_GIVEN RECORDS_
══════════════════════════════

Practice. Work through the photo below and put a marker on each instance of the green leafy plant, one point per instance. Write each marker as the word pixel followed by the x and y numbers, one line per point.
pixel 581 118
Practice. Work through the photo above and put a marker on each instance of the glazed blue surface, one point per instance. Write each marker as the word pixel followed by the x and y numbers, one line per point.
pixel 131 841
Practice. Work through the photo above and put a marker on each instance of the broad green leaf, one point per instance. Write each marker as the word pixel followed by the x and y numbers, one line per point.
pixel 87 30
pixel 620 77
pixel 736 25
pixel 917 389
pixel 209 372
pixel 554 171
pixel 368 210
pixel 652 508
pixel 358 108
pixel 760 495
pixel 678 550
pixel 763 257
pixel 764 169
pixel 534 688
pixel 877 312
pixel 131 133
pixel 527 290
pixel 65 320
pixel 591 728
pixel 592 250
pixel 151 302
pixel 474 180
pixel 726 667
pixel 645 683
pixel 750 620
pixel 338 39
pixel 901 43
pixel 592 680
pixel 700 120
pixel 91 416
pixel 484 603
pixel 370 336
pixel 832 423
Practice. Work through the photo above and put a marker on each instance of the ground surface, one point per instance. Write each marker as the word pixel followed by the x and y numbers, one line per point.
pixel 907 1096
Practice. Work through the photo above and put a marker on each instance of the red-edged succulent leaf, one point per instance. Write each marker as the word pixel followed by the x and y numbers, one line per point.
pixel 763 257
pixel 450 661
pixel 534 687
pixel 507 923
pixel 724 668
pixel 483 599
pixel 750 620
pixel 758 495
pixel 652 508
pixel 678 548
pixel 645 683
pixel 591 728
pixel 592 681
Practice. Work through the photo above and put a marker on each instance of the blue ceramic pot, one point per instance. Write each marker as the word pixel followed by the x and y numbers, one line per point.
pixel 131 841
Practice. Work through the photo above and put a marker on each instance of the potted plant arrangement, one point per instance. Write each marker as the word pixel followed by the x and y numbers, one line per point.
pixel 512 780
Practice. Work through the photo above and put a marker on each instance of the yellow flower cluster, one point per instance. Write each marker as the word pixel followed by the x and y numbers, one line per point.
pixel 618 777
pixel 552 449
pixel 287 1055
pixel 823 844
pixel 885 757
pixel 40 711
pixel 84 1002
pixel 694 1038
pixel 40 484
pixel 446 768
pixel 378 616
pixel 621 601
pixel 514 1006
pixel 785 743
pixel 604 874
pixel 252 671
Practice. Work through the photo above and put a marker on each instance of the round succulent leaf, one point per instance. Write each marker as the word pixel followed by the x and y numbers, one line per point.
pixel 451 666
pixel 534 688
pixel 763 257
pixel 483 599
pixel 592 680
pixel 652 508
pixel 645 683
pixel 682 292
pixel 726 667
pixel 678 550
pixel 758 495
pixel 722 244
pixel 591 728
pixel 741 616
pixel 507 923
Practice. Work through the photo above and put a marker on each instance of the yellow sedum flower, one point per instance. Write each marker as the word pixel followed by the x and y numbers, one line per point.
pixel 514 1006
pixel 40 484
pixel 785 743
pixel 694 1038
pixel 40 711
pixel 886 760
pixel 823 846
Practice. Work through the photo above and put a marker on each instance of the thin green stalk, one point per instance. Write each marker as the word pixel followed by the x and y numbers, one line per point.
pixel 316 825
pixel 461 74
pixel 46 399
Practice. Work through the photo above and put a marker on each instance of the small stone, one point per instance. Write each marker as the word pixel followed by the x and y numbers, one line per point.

══════════════════════════════

_WHAT THE TASK ASKS_
Return exactly the run of lines that opens with the one containing "of the round" and closes with the last line of the records above.

_RESPONSE TO THIS EXERCISE_
Practice. Work through the photo above and put a marker on each instance of the round succulent leaf, one point per instance. Write each marker as the word pixel followed by the x and y numbers, one line per point.
pixel 451 666
pixel 534 688
pixel 763 257
pixel 483 599
pixel 592 680
pixel 652 508
pixel 645 683
pixel 682 292
pixel 726 667
pixel 678 550
pixel 758 495
pixel 722 244
pixel 591 728
pixel 741 616
pixel 507 923
Practice. Work through the photo above and put a marker on each instance of the yellow sedum flower, one point per instance. Write each marker as the word pixel followed by the x and y numbers, one line per point.
pixel 514 1006
pixel 40 484
pixel 785 743
pixel 694 1038
pixel 40 711
pixel 886 760
pixel 823 846
Practice. Work through the photo above and put a marker on each instance of the thin green stalk, one point per instance. Write each marker as the word pixel followed by the x and y numbers, one line per point.
pixel 316 825
pixel 461 74
pixel 46 399
Practice. Work through the photo above and put a marker on each instance of the small stone, one point per instance. Write each marker as the word pixel followed by the x and y numbers, one line per point.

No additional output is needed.